======== Data
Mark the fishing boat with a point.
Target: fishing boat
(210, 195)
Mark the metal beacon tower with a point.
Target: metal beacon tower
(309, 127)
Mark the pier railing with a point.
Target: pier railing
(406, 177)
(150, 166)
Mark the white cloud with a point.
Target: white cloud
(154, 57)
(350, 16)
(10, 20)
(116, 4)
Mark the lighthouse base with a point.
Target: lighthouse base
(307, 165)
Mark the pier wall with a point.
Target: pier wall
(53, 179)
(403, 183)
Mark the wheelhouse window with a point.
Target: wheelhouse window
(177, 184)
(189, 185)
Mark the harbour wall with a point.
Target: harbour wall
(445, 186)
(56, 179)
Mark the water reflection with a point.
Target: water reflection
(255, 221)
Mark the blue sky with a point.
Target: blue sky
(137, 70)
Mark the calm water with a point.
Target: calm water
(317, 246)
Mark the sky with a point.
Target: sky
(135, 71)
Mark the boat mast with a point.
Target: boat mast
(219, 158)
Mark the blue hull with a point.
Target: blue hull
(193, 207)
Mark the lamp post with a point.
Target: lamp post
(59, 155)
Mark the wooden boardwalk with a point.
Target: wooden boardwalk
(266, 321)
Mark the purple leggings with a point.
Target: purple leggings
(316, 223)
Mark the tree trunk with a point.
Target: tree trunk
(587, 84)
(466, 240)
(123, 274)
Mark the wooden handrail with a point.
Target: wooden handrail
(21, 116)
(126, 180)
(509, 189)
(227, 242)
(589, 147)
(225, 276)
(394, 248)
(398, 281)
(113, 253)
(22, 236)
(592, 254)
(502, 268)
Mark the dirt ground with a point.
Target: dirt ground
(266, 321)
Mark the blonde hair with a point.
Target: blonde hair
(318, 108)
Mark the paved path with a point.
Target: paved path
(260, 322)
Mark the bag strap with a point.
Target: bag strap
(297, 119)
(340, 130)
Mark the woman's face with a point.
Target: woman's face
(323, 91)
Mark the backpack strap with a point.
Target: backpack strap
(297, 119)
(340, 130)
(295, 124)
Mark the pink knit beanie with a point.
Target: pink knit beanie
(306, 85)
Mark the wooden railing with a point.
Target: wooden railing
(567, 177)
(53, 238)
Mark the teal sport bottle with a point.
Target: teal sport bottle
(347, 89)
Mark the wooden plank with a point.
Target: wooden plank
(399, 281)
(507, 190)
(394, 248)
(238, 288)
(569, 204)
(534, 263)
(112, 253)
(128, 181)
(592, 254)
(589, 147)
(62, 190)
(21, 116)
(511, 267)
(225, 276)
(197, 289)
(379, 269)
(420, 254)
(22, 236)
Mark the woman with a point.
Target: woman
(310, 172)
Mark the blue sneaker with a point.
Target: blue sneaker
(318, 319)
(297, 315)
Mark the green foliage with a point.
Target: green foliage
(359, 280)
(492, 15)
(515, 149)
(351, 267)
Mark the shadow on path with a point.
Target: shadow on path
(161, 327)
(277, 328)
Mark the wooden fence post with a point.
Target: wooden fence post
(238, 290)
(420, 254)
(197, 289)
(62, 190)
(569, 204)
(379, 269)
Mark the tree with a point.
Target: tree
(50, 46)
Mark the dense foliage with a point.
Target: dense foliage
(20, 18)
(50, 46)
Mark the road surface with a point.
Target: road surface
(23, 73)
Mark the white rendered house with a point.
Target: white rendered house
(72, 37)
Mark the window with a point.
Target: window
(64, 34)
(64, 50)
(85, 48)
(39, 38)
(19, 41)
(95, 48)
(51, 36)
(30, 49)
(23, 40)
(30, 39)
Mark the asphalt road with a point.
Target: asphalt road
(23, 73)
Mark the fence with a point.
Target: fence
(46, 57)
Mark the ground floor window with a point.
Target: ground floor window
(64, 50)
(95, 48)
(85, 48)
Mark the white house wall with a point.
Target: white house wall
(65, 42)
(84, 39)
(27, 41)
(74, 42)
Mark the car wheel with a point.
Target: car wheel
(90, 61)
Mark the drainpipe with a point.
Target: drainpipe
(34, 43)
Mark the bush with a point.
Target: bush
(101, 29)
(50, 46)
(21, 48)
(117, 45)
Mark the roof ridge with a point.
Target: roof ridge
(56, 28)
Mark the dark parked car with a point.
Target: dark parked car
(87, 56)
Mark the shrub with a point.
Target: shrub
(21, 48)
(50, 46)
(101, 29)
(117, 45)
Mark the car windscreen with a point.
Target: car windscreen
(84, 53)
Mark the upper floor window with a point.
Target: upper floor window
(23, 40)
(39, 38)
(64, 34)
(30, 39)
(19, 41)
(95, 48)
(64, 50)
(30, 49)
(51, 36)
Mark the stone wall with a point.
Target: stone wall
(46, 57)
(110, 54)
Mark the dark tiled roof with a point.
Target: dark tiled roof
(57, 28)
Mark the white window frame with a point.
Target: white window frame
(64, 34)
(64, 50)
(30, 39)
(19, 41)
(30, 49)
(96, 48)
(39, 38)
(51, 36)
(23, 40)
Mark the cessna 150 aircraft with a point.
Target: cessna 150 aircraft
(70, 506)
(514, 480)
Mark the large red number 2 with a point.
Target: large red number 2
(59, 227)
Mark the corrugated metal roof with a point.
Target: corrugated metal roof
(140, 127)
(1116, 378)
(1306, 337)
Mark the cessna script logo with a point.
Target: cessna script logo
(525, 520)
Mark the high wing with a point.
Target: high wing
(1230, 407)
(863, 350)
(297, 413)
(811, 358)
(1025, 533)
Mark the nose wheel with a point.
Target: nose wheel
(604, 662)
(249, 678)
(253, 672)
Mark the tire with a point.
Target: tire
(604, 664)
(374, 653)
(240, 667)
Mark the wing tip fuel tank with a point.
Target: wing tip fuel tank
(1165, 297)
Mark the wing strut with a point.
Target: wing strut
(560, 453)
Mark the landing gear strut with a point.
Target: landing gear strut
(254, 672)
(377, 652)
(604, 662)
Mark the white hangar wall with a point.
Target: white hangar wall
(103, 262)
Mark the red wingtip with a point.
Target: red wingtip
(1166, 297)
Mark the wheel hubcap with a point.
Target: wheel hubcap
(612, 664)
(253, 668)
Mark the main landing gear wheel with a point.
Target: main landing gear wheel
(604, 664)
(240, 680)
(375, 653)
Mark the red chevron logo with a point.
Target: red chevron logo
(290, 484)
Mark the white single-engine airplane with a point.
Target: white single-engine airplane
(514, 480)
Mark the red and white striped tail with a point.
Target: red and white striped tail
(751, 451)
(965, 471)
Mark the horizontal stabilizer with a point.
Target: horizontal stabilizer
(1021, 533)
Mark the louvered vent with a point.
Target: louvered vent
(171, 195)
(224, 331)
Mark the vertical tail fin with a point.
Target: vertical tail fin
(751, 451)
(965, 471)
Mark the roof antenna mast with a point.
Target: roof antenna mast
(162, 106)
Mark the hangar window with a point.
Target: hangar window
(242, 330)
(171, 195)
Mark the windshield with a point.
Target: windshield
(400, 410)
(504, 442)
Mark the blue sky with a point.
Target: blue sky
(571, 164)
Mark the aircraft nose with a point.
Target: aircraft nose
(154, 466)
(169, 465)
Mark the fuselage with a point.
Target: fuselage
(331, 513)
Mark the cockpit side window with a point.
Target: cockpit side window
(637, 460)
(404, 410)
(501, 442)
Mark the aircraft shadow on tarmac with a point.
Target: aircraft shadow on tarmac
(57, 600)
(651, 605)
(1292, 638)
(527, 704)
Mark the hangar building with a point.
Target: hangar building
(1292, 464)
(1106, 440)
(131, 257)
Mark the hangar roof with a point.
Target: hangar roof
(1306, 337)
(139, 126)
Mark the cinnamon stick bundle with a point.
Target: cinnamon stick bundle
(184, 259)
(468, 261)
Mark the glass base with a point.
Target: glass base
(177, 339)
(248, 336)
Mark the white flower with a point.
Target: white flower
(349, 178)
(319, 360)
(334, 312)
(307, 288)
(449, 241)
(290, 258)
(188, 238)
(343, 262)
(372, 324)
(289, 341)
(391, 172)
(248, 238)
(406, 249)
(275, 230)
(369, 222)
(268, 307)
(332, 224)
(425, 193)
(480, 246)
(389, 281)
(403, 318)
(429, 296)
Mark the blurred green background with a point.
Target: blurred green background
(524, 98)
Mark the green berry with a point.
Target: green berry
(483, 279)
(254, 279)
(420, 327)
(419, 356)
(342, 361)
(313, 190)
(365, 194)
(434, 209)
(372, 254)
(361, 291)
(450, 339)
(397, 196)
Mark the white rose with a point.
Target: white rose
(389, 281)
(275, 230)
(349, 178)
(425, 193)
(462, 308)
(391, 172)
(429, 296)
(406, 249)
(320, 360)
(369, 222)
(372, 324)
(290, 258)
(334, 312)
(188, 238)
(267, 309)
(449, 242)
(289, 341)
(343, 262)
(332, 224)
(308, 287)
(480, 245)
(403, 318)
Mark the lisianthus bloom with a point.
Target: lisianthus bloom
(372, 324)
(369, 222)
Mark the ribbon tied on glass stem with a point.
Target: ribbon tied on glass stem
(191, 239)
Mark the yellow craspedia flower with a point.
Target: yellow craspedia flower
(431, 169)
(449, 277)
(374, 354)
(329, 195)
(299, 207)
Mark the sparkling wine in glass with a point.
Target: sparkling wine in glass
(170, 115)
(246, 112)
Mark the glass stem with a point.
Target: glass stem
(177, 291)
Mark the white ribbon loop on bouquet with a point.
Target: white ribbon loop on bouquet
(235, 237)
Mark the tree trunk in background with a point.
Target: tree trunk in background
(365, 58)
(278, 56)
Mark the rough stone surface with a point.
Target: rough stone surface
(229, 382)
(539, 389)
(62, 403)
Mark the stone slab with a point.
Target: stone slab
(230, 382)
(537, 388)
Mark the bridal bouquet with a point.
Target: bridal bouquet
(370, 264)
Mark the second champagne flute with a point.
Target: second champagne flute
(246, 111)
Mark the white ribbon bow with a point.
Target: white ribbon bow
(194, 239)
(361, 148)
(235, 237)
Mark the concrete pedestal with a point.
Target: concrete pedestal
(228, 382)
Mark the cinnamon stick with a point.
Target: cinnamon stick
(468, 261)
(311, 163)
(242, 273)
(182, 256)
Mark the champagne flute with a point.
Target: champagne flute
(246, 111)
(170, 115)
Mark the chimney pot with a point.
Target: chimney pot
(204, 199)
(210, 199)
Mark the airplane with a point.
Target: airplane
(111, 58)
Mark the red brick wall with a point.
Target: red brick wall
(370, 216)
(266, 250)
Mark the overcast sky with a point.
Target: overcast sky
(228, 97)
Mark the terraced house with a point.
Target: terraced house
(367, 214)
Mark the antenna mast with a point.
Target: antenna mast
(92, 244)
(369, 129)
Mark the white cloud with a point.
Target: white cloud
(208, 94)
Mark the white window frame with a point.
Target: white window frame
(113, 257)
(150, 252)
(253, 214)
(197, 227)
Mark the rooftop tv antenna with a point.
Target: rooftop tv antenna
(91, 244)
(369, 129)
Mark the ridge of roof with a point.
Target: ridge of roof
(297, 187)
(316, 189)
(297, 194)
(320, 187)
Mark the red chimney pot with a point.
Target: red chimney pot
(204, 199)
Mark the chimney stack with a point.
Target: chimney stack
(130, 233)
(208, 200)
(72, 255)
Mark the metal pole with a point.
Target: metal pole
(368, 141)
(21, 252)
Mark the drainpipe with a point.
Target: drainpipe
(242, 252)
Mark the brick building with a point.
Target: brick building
================
Prompt
Only the lines from the one containing "Mark the tree trunk in" through the last line of the material should be returned, each one exactly as written.

Solved problem
Mark the tree trunk in background with a point.
Target: tree trunk in background
(365, 58)
(278, 56)
Mark the rough stone surface with a point.
Target: rough stone surface
(229, 382)
(539, 389)
(62, 403)
Mark the stone slab with a point.
Target: stone slab
(230, 382)
(537, 388)
Mark the bridal bouquet with a point.
Target: bridal bouquet
(370, 264)
Mark the second champagne flute with a point.
Target: second champagne flute
(246, 111)
Mark the white ribbon bow with a point.
Target: white ribbon bow
(194, 239)
(361, 148)
(235, 237)
Mark the concrete pedestal with a point.
Target: concrete pedestal
(228, 382)
Mark the cinnamon stick with a point.
Target: cinnamon stick
(468, 261)
(311, 163)
(242, 273)
(182, 256)
Mark the champagne flute with a point.
Target: champagne flute
(246, 111)
(170, 115)
Mark the chimney pot with a point.
Target: chimney pot
(204, 199)
(210, 199)
Mark the airplane with a point.
Target: airplane
(111, 58)
Mark the red brick wall with a point.
Target: red brick wall
(370, 216)
(266, 250)
Mark the overcast sky with a point.
Target: overcast sky
(228, 97)
Mark the terraced house with a point.
Target: terraced house
(367, 214)
Mark the antenna mast with a point.
Target: antenna mast
(92, 244)
(369, 129)
Mark the white cloud with a point.
Target: white cloud
(208, 94)
Mark the white window frame with a point.
Target: white window frame
(113, 257)
(150, 252)
(253, 214)
(197, 227)
Mark the rooftop tv antenna with a point.
Target: rooftop tv antenna
(91, 244)
(369, 129)
Mark the ridge of roof with a point.
Target: ridge of roof
(297, 187)
(316, 189)
(297, 194)
(320, 187)
Mark the red chimney pot with a point.
Target: red chimney pot
(204, 199)
Mark the chimney stack with a point.
Target: chimney stack
(130, 233)
(208, 200)
(72, 255)
Mark the metal pole with a point.
Target: metal pole
(368, 141)
(21, 252)
Mark the drainpipe with a point.
Target: drainpipe
(242, 252)
Mark the brick building with a point.
Target: brick building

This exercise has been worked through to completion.